■ **Exercise description**:
Copy out the text on getting enough Vitamin D in winter, shown below, word for word and in full.

■ **Text section**:
• • •

It seems that anyone who lives in a cold climate is always hearing that they need more Vitamin D in the winter. In fact, most people who do not proactively find sources of Vitamin D tend to have a deficiency during winter months.
The challenge with Vitamin D is also that most people are not aware that they need it and they are often not aware that they have deficiency.
One easy way to get Vitamin D is to get it from the sunshine. The problem with that is that for a lot of people, when it is winter, there is barely any sunlight and the days get much shorter.
The main benefit of Vitamin D is the absorption of calcium for healthy bones, however it has other roles as well including cell growth and neuromuscular as well as immune functions. With that being said, it’s pretty darn important.
One of the main sources of Vitamin D is the lovely sunshine. For those of us dealing with shorter amounts of daylight in winter we don’t have as much of an opportunity to soak up the rays and this greatly contributes to less of a daily intake, contributing to seasonal affective disorder (S.A.D.) or just a general sense of the winter time blahs and lack of energy.
One recommended fix is hitting the tanning bed a couple of times a week, but, unless you like your vitamin D with a side of cancer and a dash of leather face, this is not the most ideal.
Very few foods in nature contain Vitamin D—here are a few that are not widely recognized but are even higher in content than dairy. (For a point of reference, one cup of Vitamin D fortified milk contains about 30% of our recommended daily intake.)
1. Cod liver oil: One tablespoon contains 340 percent of our daily value! Tastes disgusting au natural, but have no fear, gel tabs are very easy to find.
2. Swordfish: Three ounces, cooked, has 142% DV
3. Salmon: Three ounces, cooked, contains 112 percent DV
4. Tuna fish: Three ounces, from the can, drained in water has 39 percent DV
5. Orange juice: Fortified with Vitamin D, one cup has about 35 percent DV
6. Mushrooms: Due to the fact that some strains are grown using ultraviolet lights, fungi can be an excellent source. Portabella provides 70-90 percent DV, depending on whether grilled or raw—and maitake contain around 150 percent DV.
So if a tropical vacation is not on your agenda for the next three-to-five months, hit up your local fish market or organic produce section and use the extra time indoors to get creative in the kitchen!
Your bones and melatonin levels will thank you!

• • •

■ **Data provided**:
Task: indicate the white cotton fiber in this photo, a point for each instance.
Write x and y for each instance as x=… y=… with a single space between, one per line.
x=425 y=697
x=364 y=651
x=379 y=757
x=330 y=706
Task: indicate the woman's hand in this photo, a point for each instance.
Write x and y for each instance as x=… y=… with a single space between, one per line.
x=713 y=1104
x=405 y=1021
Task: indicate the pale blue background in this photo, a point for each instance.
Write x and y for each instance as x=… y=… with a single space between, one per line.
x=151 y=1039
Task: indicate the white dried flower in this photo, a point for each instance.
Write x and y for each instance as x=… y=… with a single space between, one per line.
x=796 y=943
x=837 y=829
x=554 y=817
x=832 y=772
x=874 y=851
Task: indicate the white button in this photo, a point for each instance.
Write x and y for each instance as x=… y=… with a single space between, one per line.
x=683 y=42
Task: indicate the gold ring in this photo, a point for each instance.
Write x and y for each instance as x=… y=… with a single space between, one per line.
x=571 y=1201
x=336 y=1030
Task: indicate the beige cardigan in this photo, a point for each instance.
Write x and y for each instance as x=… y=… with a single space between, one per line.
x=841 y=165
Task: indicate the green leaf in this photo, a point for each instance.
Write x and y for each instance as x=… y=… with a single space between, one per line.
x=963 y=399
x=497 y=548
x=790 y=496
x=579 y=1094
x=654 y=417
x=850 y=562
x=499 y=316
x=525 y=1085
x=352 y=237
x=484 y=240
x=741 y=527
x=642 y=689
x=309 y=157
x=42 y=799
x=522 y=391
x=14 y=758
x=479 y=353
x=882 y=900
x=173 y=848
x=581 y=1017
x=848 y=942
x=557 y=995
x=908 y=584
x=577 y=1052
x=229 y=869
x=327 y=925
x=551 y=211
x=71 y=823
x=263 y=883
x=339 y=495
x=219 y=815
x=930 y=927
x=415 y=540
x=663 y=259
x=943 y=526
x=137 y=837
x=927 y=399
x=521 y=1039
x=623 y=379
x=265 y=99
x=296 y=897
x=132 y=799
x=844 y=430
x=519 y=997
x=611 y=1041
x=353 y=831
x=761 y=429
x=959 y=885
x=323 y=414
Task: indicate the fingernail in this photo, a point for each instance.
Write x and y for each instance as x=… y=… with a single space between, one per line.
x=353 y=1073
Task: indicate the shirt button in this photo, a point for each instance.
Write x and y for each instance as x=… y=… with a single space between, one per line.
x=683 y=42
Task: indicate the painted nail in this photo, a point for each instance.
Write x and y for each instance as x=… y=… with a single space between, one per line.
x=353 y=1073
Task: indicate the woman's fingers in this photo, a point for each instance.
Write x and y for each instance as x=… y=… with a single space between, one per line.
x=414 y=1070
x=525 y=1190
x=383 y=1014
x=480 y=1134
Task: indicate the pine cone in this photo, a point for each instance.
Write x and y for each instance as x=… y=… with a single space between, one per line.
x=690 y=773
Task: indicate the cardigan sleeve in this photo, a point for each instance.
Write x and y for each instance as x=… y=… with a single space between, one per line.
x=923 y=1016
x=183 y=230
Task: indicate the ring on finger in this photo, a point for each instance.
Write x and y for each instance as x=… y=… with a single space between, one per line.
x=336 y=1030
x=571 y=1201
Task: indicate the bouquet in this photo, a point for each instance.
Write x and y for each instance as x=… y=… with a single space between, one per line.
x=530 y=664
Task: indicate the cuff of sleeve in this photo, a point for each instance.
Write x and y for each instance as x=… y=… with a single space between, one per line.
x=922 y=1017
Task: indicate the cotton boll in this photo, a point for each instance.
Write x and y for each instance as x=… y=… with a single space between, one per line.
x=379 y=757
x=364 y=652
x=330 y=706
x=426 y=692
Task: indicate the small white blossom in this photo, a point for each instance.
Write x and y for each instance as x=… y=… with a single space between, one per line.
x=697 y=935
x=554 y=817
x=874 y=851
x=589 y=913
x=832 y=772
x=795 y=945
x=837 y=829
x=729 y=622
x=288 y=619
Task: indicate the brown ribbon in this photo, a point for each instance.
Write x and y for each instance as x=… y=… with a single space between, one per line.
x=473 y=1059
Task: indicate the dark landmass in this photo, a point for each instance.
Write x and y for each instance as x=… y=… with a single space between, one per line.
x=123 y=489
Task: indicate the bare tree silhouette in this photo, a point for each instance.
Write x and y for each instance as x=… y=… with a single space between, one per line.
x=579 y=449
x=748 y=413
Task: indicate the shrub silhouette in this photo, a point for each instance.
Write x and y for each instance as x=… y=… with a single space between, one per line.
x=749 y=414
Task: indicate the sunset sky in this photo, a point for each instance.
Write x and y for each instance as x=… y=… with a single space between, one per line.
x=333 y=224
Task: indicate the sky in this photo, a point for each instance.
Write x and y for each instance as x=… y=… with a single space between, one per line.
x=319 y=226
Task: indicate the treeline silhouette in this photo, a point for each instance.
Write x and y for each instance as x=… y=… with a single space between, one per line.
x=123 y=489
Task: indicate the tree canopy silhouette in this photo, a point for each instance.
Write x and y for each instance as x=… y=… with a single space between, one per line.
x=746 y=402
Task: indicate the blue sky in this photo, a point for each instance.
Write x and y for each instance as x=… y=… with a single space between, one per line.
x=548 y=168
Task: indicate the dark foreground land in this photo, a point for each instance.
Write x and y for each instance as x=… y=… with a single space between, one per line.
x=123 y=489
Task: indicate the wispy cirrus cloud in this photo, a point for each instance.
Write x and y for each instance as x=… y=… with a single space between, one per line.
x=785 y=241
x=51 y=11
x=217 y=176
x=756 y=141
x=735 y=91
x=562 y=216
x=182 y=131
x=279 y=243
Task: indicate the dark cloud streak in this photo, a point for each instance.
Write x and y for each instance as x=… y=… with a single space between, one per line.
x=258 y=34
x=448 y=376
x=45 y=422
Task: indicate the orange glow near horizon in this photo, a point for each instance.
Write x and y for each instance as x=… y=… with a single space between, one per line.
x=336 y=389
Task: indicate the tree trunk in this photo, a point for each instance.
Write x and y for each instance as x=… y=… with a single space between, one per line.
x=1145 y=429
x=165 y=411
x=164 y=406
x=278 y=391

• • •

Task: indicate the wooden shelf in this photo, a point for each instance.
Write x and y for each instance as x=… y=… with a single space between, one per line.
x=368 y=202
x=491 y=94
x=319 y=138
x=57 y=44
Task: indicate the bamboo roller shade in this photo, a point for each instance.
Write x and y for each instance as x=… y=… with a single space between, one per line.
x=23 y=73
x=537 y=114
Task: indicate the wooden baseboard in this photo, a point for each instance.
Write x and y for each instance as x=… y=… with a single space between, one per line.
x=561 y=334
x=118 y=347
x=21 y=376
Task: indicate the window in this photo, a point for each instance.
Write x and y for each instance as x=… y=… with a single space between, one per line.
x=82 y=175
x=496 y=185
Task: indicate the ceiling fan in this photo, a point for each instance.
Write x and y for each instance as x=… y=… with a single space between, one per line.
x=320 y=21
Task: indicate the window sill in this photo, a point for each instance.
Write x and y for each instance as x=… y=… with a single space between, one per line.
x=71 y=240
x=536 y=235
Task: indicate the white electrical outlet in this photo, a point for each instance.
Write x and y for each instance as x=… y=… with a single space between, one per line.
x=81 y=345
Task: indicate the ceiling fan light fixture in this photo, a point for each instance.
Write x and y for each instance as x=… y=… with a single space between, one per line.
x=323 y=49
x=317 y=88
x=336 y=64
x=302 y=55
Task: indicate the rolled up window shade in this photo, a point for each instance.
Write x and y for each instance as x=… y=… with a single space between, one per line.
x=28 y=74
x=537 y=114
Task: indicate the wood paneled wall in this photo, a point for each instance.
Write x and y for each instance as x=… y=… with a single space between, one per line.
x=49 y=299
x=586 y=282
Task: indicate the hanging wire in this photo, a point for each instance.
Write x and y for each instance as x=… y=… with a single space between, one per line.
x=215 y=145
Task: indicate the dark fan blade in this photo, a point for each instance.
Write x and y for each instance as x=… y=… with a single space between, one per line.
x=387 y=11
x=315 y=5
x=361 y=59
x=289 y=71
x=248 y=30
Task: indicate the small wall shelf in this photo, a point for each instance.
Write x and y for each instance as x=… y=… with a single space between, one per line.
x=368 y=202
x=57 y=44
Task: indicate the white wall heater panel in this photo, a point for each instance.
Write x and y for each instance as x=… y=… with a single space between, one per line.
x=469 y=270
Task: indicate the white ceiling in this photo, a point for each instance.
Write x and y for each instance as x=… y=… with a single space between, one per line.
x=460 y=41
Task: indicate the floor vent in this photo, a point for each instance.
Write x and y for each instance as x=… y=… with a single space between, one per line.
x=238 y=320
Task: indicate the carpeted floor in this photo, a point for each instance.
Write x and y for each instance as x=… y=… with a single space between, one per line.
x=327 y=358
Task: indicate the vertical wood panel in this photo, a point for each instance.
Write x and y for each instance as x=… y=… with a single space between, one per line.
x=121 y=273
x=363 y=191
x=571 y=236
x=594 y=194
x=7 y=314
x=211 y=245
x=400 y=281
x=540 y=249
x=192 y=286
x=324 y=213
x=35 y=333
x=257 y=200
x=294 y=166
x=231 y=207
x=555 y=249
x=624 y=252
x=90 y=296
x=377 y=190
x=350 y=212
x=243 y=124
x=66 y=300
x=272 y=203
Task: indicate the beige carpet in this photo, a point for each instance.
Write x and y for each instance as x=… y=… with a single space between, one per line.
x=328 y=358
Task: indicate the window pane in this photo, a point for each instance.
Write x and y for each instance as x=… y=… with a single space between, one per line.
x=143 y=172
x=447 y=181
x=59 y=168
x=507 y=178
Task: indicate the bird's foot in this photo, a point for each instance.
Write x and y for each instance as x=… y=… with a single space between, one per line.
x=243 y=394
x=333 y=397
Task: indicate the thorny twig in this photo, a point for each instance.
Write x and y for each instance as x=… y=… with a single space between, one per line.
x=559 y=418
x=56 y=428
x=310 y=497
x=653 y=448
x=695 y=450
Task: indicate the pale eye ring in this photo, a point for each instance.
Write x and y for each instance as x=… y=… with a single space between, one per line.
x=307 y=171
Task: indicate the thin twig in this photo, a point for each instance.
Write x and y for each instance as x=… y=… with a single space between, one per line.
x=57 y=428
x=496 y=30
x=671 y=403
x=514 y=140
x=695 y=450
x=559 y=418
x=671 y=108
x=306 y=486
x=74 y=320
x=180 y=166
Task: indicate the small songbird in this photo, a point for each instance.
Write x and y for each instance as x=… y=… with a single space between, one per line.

• • •

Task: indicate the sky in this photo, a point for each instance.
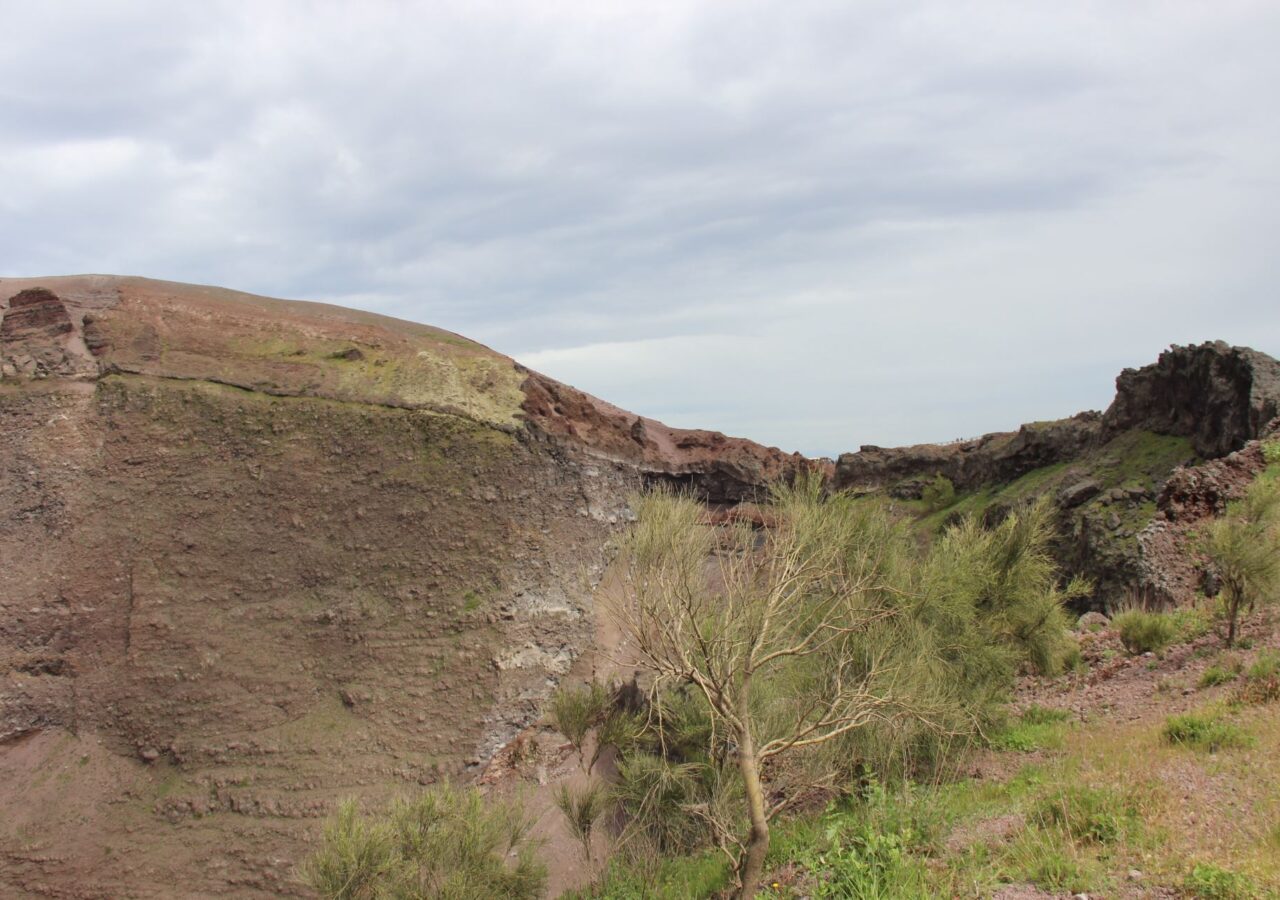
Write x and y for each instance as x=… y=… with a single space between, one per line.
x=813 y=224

• • •

■ **Reply to the task**:
It seems that anyone who lives in a cold climate is always hearing that they need more Vitamin D in the winter. In fact, most people who do not proactively find sources of Vitamin D tend to have a deficiency during winter months.
The challenge with Vitamin D is also that most people are not aware that they need it and they are often not aware that they have deficiency.
One easy way to get Vitamin D is to get it from the sunshine. The problem with that is that for a lot of people, when it is winter, there is barely any sunlight and the days get much shorter.
The main benefit of Vitamin D is the absorption of calcium for healthy bones, however it has other roles as well including cell growth and neuromuscular as well as immune functions. With that being said, it’s pretty darn important.
One of the main sources of Vitamin D is the lovely sunshine. For those of us dealing with shorter amounts of daylight in winter we don’t have as much of an opportunity to soak up the rays and this greatly contributes to less of a daily intake, contributing to seasonal affective disorder (S.A.D.) or just a general sense of the winter time blahs and lack of energy.
One recommended fix is hitting the tanning bed a couple of times a week, but, unless you like your vitamin D with a side of cancer and a dash of leather face, this is not the most ideal.
Very few foods in nature contain Vitamin D—here are a few that are not widely recognized but are even higher in content than dairy. (For a point of reference, one cup of Vitamin D fortified milk contains about 30% of our recommended daily intake.)
1. Cod liver oil: One tablespoon contains 340 percent of our daily value! Tastes disgusting au natural, but have no fear, gel tabs are very easy to find.
2. Swordfish: Three ounces, cooked, has 142% DV
3. Salmon: Three ounces, cooked, contains 112 percent DV
4. Tuna fish: Three ounces, from the can, drained in water has 39 percent DV
5. Orange juice: Fortified with Vitamin D, one cup has about 35 percent DV
6. Mushrooms: Due to the fact that some strains are grown using ultraviolet lights, fungi can be an excellent source. Portabella provides 70-90 percent DV, depending on whether grilled or raw—and maitake contain around 150 percent DV.
So if a tropical vacation is not on your agenda for the next three-to-five months, hit up your local fish market or organic produce section and use the extra time indoors to get creative in the kitchen!
Your bones and melatonin levels will thank you!